[Records from a data collection]
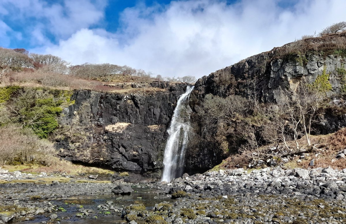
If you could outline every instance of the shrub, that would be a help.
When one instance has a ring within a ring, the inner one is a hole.
[[[334,23],[328,26],[322,30],[320,33],[320,36],[328,34],[336,34],[346,30],[346,21],[342,21]]]
[[[31,128],[40,138],[47,138],[59,126],[57,117],[62,108],[74,103],[72,91],[24,89],[8,102],[12,121]]]
[[[0,165],[35,158],[49,166],[56,154],[53,143],[39,139],[30,129],[13,124],[0,127]]]
[[[316,80],[311,83],[310,87],[312,90],[320,92],[326,93],[332,90],[331,84],[329,83],[329,74],[326,71],[325,66],[321,75],[317,76]]]
[[[128,177],[129,176],[129,173],[127,172],[119,173],[119,177]]]

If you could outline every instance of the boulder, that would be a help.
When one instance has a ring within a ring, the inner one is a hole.
[[[15,213],[13,212],[0,212],[0,221],[7,223],[11,221],[15,217]]]
[[[325,173],[332,173],[334,172],[334,169],[330,167],[326,168],[322,171],[322,172]]]
[[[294,176],[298,177],[300,177],[303,179],[310,179],[310,175],[309,174],[309,171],[302,169],[294,169],[295,171]]]
[[[52,214],[49,216],[49,217],[51,219],[55,219],[58,217],[58,215],[56,214]]]
[[[131,187],[121,183],[112,189],[112,192],[116,195],[130,195],[134,191]]]
[[[97,178],[99,177],[99,175],[91,175],[88,177],[91,179],[92,179],[93,180],[96,180],[97,179]]]

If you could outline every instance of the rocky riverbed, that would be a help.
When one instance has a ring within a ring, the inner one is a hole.
[[[122,181],[1,185],[0,216],[22,223],[346,223],[346,169],[240,169],[185,174],[169,183]],[[135,191],[112,194],[120,184]]]

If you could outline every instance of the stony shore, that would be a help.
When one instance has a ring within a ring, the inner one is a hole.
[[[125,183],[157,191],[151,200],[145,194],[126,200],[112,195],[121,180],[73,181],[0,185],[1,219],[25,221],[41,214],[48,222],[108,216],[131,224],[346,223],[346,169],[240,169],[185,174],[169,183]],[[113,198],[81,199],[103,195]]]

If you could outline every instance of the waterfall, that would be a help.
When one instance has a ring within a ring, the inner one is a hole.
[[[189,141],[190,128],[190,115],[187,110],[191,109],[188,103],[194,87],[186,87],[185,93],[179,96],[173,112],[171,124],[167,131],[169,137],[165,148],[162,181],[169,182],[172,179],[183,175],[185,150]]]

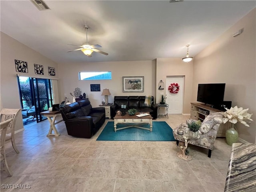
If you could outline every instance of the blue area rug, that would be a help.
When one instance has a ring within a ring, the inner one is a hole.
[[[117,128],[127,125],[118,124]],[[149,128],[149,125],[140,126]],[[153,122],[152,132],[148,130],[131,127],[127,129],[114,130],[114,122],[108,122],[97,139],[97,141],[174,141],[172,129],[164,121]]]

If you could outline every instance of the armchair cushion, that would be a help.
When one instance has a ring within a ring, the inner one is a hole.
[[[222,115],[220,113],[214,113],[207,116],[202,123],[199,131],[202,134],[206,134],[216,124],[222,123]]]
[[[199,128],[200,138],[196,140],[188,140],[188,143],[208,149],[208,157],[210,158],[211,150],[213,148],[218,129],[220,124],[222,123],[222,115],[220,112],[209,114],[205,118]],[[189,119],[187,120],[186,122],[188,123],[196,121],[196,120],[194,119]],[[175,129],[178,129],[179,126],[178,126]],[[184,141],[184,139],[176,136],[175,134],[174,134],[174,136],[177,140]]]

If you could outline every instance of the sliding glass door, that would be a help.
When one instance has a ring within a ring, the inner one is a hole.
[[[37,122],[46,119],[40,114],[52,105],[52,90],[50,79],[18,77],[22,118]]]

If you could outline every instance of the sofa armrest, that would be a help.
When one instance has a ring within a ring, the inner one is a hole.
[[[94,107],[92,108],[92,110],[93,112],[102,112],[105,113],[105,108],[102,107]],[[90,114],[89,114],[90,115]]]
[[[94,125],[92,117],[76,117],[65,121],[68,134],[77,137],[90,138],[93,135]]]
[[[153,119],[156,119],[157,118],[157,110],[158,106],[156,104],[153,104],[151,105],[150,107],[151,109],[153,110]]]

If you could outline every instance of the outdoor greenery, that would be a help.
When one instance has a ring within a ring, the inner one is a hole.
[[[23,108],[31,108],[34,105],[32,102],[32,95],[29,83],[29,79],[28,78],[26,81],[21,81],[20,84]],[[40,98],[46,99],[47,95],[44,83],[38,81],[38,88]]]

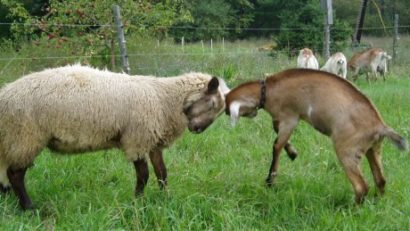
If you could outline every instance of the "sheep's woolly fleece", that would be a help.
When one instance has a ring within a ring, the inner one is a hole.
[[[29,74],[0,91],[0,162],[27,166],[50,140],[71,153],[116,146],[118,136],[127,159],[146,158],[183,133],[184,105],[211,78],[129,76],[78,64]]]

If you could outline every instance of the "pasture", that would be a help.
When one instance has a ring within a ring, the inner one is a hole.
[[[390,40],[366,38],[390,49]],[[267,41],[238,41],[185,47],[156,41],[128,41],[131,72],[171,76],[204,71],[224,77],[230,87],[264,73],[296,65],[296,57],[258,52]],[[374,102],[385,122],[410,139],[410,38],[402,36],[399,57],[387,81],[355,84]],[[349,59],[353,51],[345,54]],[[48,58],[38,58],[47,54]],[[56,59],[61,51],[3,48],[0,83],[45,67],[80,58]],[[14,59],[8,59],[14,57]],[[37,57],[25,59],[24,57]],[[320,64],[324,60],[319,60]],[[349,76],[349,74],[348,74]],[[351,185],[330,140],[300,123],[291,138],[299,152],[291,161],[284,152],[277,183],[264,184],[275,135],[267,113],[240,119],[231,128],[221,117],[204,133],[184,136],[164,158],[169,186],[162,192],[150,167],[145,196],[134,197],[135,171],[120,150],[61,156],[44,150],[26,175],[28,193],[37,210],[20,210],[13,194],[0,195],[1,230],[409,230],[410,156],[387,140],[383,161],[386,193],[374,197],[367,160],[362,166],[370,193],[354,204]]]

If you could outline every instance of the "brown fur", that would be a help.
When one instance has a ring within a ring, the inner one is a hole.
[[[226,96],[226,111],[233,122],[240,116],[257,114],[261,98],[260,83],[242,84]],[[368,186],[360,169],[366,155],[376,185],[384,192],[385,177],[381,163],[381,142],[390,138],[399,148],[406,141],[387,127],[372,102],[348,81],[334,74],[290,69],[266,79],[267,111],[277,123],[278,136],[273,148],[273,160],[267,178],[271,185],[277,174],[279,154],[299,120],[304,120],[319,132],[329,136],[350,182],[356,202],[362,202]]]

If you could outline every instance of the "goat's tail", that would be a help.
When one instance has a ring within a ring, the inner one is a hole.
[[[385,127],[382,131],[382,136],[388,137],[394,145],[401,151],[406,151],[408,149],[408,143],[405,138],[400,136],[396,131],[392,128]]]

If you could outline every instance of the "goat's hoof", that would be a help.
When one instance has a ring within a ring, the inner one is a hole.
[[[0,192],[1,193],[8,193],[10,192],[11,187],[10,186],[4,186],[3,184],[0,184]]]
[[[298,157],[298,153],[296,152],[288,153],[288,157],[290,158],[291,161],[294,161],[296,157]]]
[[[273,180],[272,180],[272,178],[267,178],[266,180],[265,180],[265,183],[266,183],[266,186],[267,187],[272,187],[272,185],[273,185]]]
[[[34,210],[34,209],[35,209],[35,207],[33,206],[33,203],[31,203],[31,201],[27,201],[27,202],[21,203],[20,206],[21,206],[21,208],[22,208],[23,210],[25,210],[25,211],[27,211],[27,210]]]

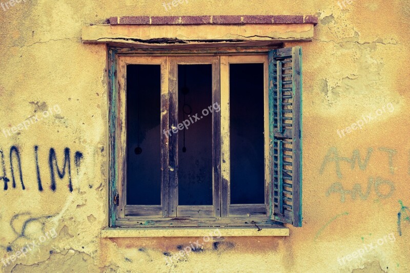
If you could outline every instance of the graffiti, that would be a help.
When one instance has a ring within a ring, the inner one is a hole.
[[[394,167],[393,166],[393,157],[397,153],[397,151],[390,148],[385,147],[380,147],[378,149],[380,152],[385,152],[386,154],[382,153],[382,154],[387,155],[388,159],[388,167],[389,171],[391,174],[394,174]],[[339,154],[339,151],[336,147],[331,147],[327,151],[327,153],[324,157],[322,164],[320,166],[319,173],[322,174],[328,164],[330,164],[332,162],[335,162],[335,170],[337,177],[341,178],[343,176],[342,172],[340,169],[340,162],[346,162],[350,164],[350,169],[354,170],[356,165],[356,161],[357,161],[357,165],[359,168],[362,171],[365,171],[367,167],[367,164],[369,160],[373,154],[374,150],[372,148],[367,148],[367,154],[363,159],[360,155],[360,152],[359,150],[355,150],[353,151],[353,154],[351,158],[340,156]],[[410,157],[409,158],[410,160]],[[410,161],[409,161],[410,164]],[[408,170],[409,174],[410,174],[410,169]]]
[[[60,179],[62,179],[66,175],[66,166],[68,165],[68,183],[69,188],[70,192],[73,191],[73,185],[71,183],[71,165],[70,164],[70,149],[66,148],[64,149],[64,166],[63,167],[63,171],[60,171],[58,164],[57,163],[57,158],[55,156],[55,151],[53,148],[50,149],[50,155],[49,156],[49,164],[50,164],[50,175],[51,176],[51,185],[50,188],[53,192],[55,191],[55,176],[54,175],[54,168],[53,167],[53,162],[55,163],[55,169],[57,169],[57,173]]]
[[[401,200],[399,200],[399,203],[401,205],[401,208],[397,214],[397,229],[399,232],[399,235],[401,236],[402,221],[406,221],[410,223],[410,209],[403,205],[403,202]]]
[[[4,163],[4,154],[2,150],[0,149],[0,157],[1,157],[2,166],[3,166],[3,175],[0,176],[0,180],[3,180],[4,182],[4,190],[7,190],[7,183],[10,180],[6,176],[6,164]]]
[[[336,172],[337,176],[339,178],[342,178],[342,173],[340,171],[340,161],[345,161],[350,163],[351,169],[354,170],[356,166],[356,161],[357,161],[357,164],[359,167],[362,171],[364,171],[367,166],[367,163],[370,159],[370,156],[373,152],[372,148],[368,148],[367,149],[367,154],[366,158],[362,162],[361,157],[360,157],[360,152],[358,150],[355,150],[353,151],[353,154],[352,156],[352,158],[348,157],[341,157],[339,155],[339,152],[337,148],[336,147],[332,147],[329,149],[327,154],[323,159],[323,162],[320,166],[320,170],[319,172],[322,174],[324,171],[324,168],[326,167],[328,163],[332,161],[335,162],[335,165],[336,167]]]
[[[34,156],[35,157],[35,167],[37,172],[37,183],[38,185],[38,191],[43,191],[43,185],[42,185],[42,178],[40,177],[40,168],[38,167],[38,146],[34,146]]]
[[[345,190],[343,188],[343,185],[340,182],[336,182],[332,184],[327,189],[326,193],[326,196],[329,196],[333,193],[340,194],[340,202],[344,203],[345,201],[345,195],[351,195],[352,199],[355,200],[359,196],[360,199],[362,200],[367,200],[368,198],[370,193],[372,191],[372,186],[374,185],[374,190],[376,195],[380,199],[386,199],[392,196],[393,192],[396,190],[394,183],[389,180],[385,180],[380,177],[376,178],[374,184],[373,183],[374,179],[373,177],[370,177],[368,181],[367,182],[367,188],[364,193],[362,192],[361,185],[359,183],[355,184],[351,190]],[[385,184],[389,187],[388,193],[383,194],[380,192],[380,187],[383,184]]]
[[[0,244],[0,247],[5,249],[8,252],[13,251],[13,246],[16,241],[19,238],[24,238],[26,240],[31,240],[32,238],[32,233],[30,235],[27,234],[27,226],[31,223],[36,222],[39,223],[41,226],[41,231],[44,233],[44,228],[45,227],[45,221],[51,217],[55,216],[55,215],[46,215],[45,216],[39,216],[34,217],[32,216],[31,213],[25,212],[19,213],[14,215],[10,221],[10,226],[11,229],[14,233],[14,239],[7,245],[3,245]],[[22,223],[22,224],[19,224]]]
[[[379,151],[388,153],[388,169],[390,170],[390,173],[392,175],[394,174],[394,169],[393,168],[393,156],[397,153],[397,151],[395,150],[389,148],[385,148],[384,147],[380,147],[379,148]]]
[[[43,183],[42,181],[41,176],[40,175],[40,167],[38,163],[38,146],[35,145],[34,146],[34,161],[35,163],[35,169],[37,177],[37,183],[38,187],[38,191],[42,192],[43,190]],[[74,153],[74,163],[75,166],[77,174],[79,173],[79,167],[81,164],[81,159],[83,158],[83,154],[79,152],[76,151]],[[60,179],[63,179],[65,177],[67,176],[68,179],[68,188],[70,192],[73,191],[73,185],[72,183],[72,176],[71,176],[71,164],[70,160],[70,149],[66,148],[64,149],[64,162],[63,163],[63,167],[60,168],[61,166],[61,162],[59,165],[58,163],[57,156],[54,148],[50,148],[49,153],[49,166],[50,168],[50,188],[53,192],[56,189],[56,181],[55,181],[55,173],[57,173],[57,175]],[[11,173],[11,180],[12,181],[12,185],[13,188],[16,187],[16,178],[18,171],[19,177],[20,179],[20,182],[22,184],[22,188],[23,190],[26,189],[26,186],[23,181],[23,174],[22,169],[22,160],[20,155],[20,152],[18,148],[16,146],[12,146],[10,149],[10,172]],[[0,176],[0,181],[3,180],[4,182],[4,190],[7,191],[8,189],[8,183],[10,180],[7,177],[6,173],[6,163],[4,160],[4,153],[2,149],[0,149],[0,163],[2,164],[2,167],[0,169],[2,171],[3,174]]]
[[[22,173],[22,163],[20,161],[20,154],[18,152],[18,149],[15,146],[12,146],[10,149],[10,169],[11,170],[11,178],[13,179],[13,187],[16,187],[16,181],[14,179],[14,168],[13,167],[13,152],[16,155],[17,158],[17,162],[18,163],[18,173],[20,174],[20,181],[22,182],[22,187],[23,190],[26,188],[24,186],[24,183],[23,182],[23,173]]]

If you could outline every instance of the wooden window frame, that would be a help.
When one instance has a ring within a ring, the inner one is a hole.
[[[258,226],[265,227],[281,227],[282,223],[271,219],[269,214],[271,182],[268,158],[269,156],[268,50],[259,49],[250,51],[247,49],[238,51],[236,53],[220,53],[217,51],[214,54],[210,54],[209,50],[207,50],[201,54],[198,54],[198,52],[193,54],[184,52],[183,55],[180,54],[181,52],[173,54],[167,51],[150,56],[142,52],[137,52],[138,51],[125,52],[124,49],[109,48],[110,90],[109,96],[110,107],[109,226],[255,227],[255,225],[257,224]],[[264,64],[265,203],[230,204],[229,64],[246,63]],[[125,103],[126,101],[127,65],[161,65],[160,128],[162,132],[164,129],[168,131],[172,124],[178,123],[177,111],[168,111],[170,109],[176,109],[169,108],[173,103],[176,103],[177,105],[176,70],[178,65],[200,64],[213,65],[212,103],[219,102],[221,107],[219,114],[213,115],[212,118],[213,205],[177,205],[177,173],[174,171],[176,165],[173,165],[177,162],[177,151],[173,151],[170,148],[173,145],[177,146],[177,134],[173,134],[172,136],[175,136],[173,138],[161,134],[161,205],[127,205],[126,109]],[[220,133],[218,133],[219,130],[220,130]],[[169,159],[169,161],[163,160],[164,158]],[[171,169],[174,170],[171,171]],[[171,196],[176,197],[170,199]],[[179,212],[183,213],[182,216]]]

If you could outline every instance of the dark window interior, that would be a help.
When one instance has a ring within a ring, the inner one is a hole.
[[[263,64],[230,65],[231,203],[263,204]]]
[[[127,203],[161,204],[160,65],[127,66]]]
[[[212,65],[178,65],[178,123],[194,121],[177,133],[179,205],[213,203],[212,114],[202,113],[212,105]]]

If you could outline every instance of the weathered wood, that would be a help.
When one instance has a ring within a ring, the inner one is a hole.
[[[274,129],[275,129],[275,97],[277,98],[275,92],[275,83],[276,78],[275,77],[276,73],[276,61],[274,57],[274,50],[270,50],[268,55],[268,81],[269,81],[269,157],[268,158],[268,164],[269,166],[269,175],[270,177],[270,184],[269,186],[269,215],[271,219],[273,219],[274,215],[274,200],[275,199],[275,191],[274,190],[274,165],[275,165],[275,155],[274,155]]]
[[[229,205],[230,217],[251,217],[266,216],[265,204],[231,204]]]
[[[118,165],[117,187],[119,195],[117,215],[125,217],[127,204],[127,62],[124,57],[118,57],[117,65],[117,121],[115,134]]]
[[[161,132],[169,130],[169,94],[168,58],[162,58],[161,62]],[[162,216],[168,217],[170,208],[170,188],[168,174],[169,166],[169,138],[168,134],[161,134],[161,204]]]
[[[283,213],[283,179],[282,163],[283,161],[283,150],[282,140],[278,140],[278,211],[279,213]]]
[[[115,220],[117,218],[117,205],[114,203],[114,197],[117,195],[117,170],[118,166],[116,158],[116,138],[115,137],[115,128],[117,113],[117,89],[116,79],[117,63],[116,53],[117,51],[113,49],[109,49],[108,51],[108,99],[109,99],[109,131],[110,134],[110,142],[109,144],[108,158],[109,158],[109,181],[108,193],[108,207],[109,209],[109,225],[110,226],[115,225]]]
[[[279,91],[276,95],[277,130],[279,133],[282,133],[282,62],[279,61],[276,61],[276,89]]]
[[[292,67],[282,66],[290,63]],[[273,181],[271,186],[273,194],[270,202],[273,213],[271,218],[301,226],[301,48],[296,47],[270,51],[269,65],[271,78],[270,106],[272,107],[272,113],[270,115],[271,165],[273,168],[271,172]],[[284,70],[291,70],[292,74],[282,73]],[[291,77],[292,80],[289,79]],[[284,78],[287,78],[285,80]],[[289,94],[290,88],[282,87],[282,85],[290,84],[292,85],[291,97]],[[283,92],[288,93],[283,95]],[[286,101],[283,102],[282,99]],[[276,115],[273,111],[275,105],[277,106]],[[287,109],[282,109],[283,107]],[[286,116],[283,116],[283,113]],[[289,116],[291,113],[292,117]]]
[[[126,217],[145,216],[155,218],[162,216],[162,207],[161,205],[126,205],[125,210]]]
[[[178,218],[212,218],[214,217],[213,205],[178,205],[176,209],[176,214]]]
[[[215,218],[166,218],[151,219],[147,217],[128,217],[116,219],[117,226],[141,227],[254,227],[256,223],[259,227],[283,227],[277,222],[267,217],[221,217]]]
[[[220,109],[220,60],[219,57],[212,62],[212,105]],[[214,217],[221,216],[221,112],[212,113],[212,173],[213,175]]]
[[[292,49],[292,88],[293,89],[293,172],[292,222],[302,226],[302,48]]]
[[[230,157],[229,57],[220,56],[221,216],[229,216]]]
[[[140,227],[121,228],[105,228],[101,230],[101,238],[136,237],[199,237],[209,236],[227,237],[238,236],[289,236],[289,229],[282,226],[272,226],[268,228],[255,228],[255,227],[218,227],[217,233],[214,227]],[[211,239],[212,240],[212,239]]]
[[[169,129],[178,125],[178,65],[176,59],[169,57]],[[178,205],[178,135],[169,137],[169,216],[176,217]]]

• Task instructions
Return each line in the data above that contains the string "goat". Only lines whose letters match that string in case count.

• Full output
If you could outline every instance of the "goat's tail", that would be a help.
If you could outline every instance of the "goat's hoof", that would be a help.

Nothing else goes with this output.